TEXT SEGMENT:
----------------
The best way to protect vulnerable people and essential services was to move them out of danger. Such fears substantially overestimated the power of combatant air forces at the outset of the war, but it was the perception of risk that mattered. Had anything close to the worst-case predictions come to pass in Britain, the impact would have been so awful that it might have broken the country’s will to carry on.
Local authorities were responsible for planning official schemes for evacuating children, some mothers and vulnerable adults. Teachers and members of the Women’s Voluntary Service (WVS), the civilian organisation set up under the auspices of the Home Office in 1938 to support civil defence and war work, then implemented these schemes.
Local arrangements varied by area – how parents signed up their children to be evacuated, how much form-filling was involved, and how active local government officials were in communicating with families.
As part of Britain’s official war history, Richard Titmuss was commissioned to study the effects of evacuation and bombing. In the resulting book, Problems of Social Policy (1950), he suggested that the varying quality of these local arrangements, and the confidence (or lack thereof) they inspired, influenced whether parents registered their children to participate in the scheme.
Meanwhile, in the reception areas, WVS billeting officers arranged accommodation for evacuees. Householders with empty bedrooms could be compelled to take in evacuees, but in practice the overwhelming majority volunteered. In return, they were paid an allowance by the government.
----------------
GIVEN EXERCISE: In the passage on wartime evacuation in Britain, rewrite everything between "Local authorities were" and "implemented these schemes.", inclusive, changing "Local authorities" to "Local councils".

MATERIAL:
----------------
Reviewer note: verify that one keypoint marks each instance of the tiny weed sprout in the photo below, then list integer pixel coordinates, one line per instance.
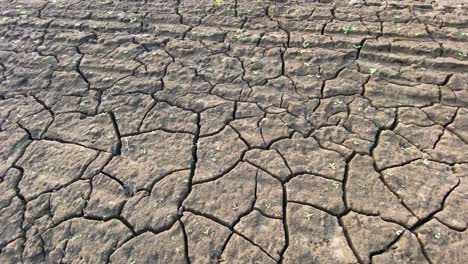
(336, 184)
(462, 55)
----------------
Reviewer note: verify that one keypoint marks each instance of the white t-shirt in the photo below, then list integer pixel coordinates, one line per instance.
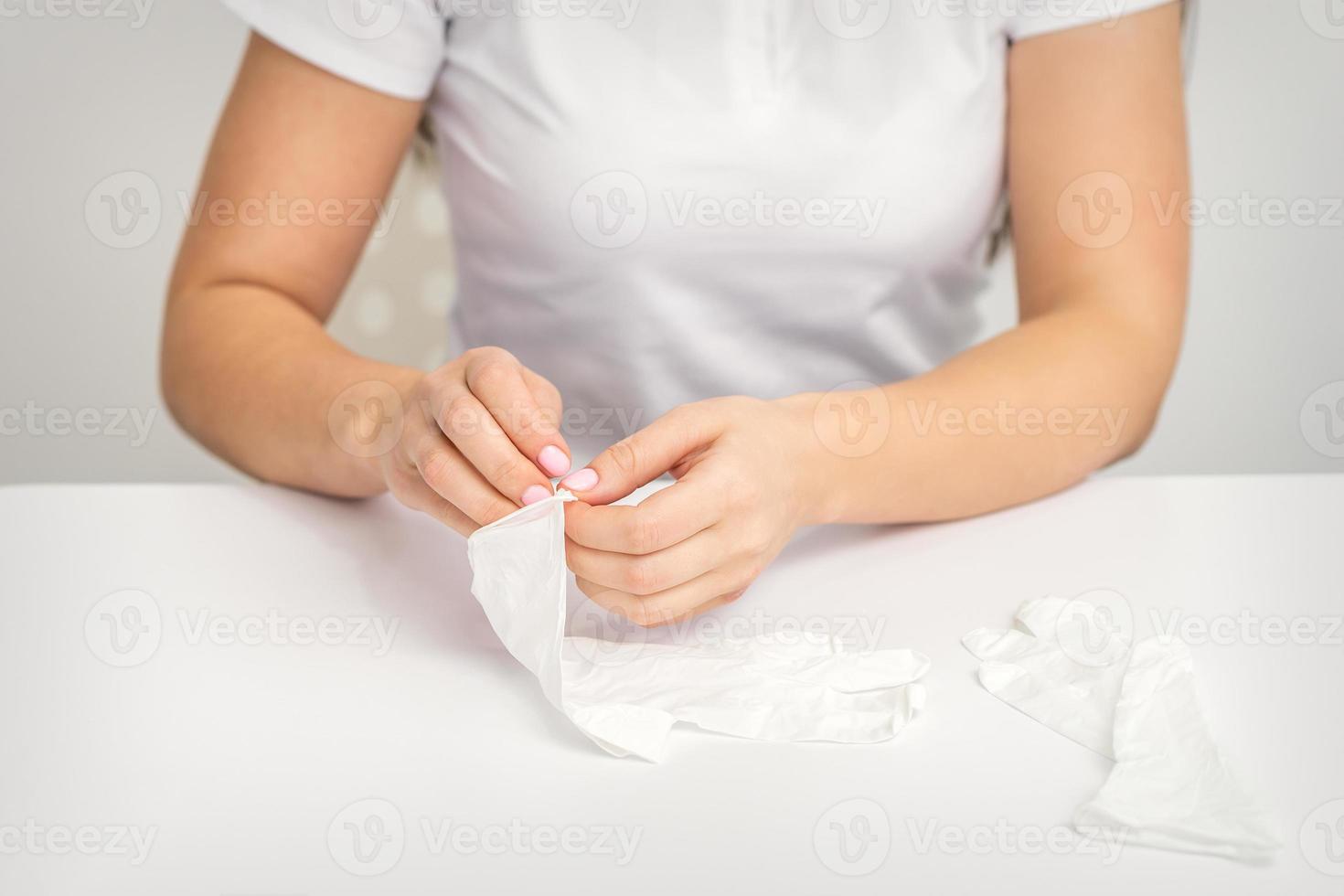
----------------
EXERCISE ANSWER:
Local councils were responsible for planning official schemes for evacuating children, some mothers and vulnerable adults. Teachers and members of the Women’s Voluntary Service (WVS), the civilian organisation set up under the auspices of the Home Office in 1938 to support civil defence and war work, then implemented these schemes.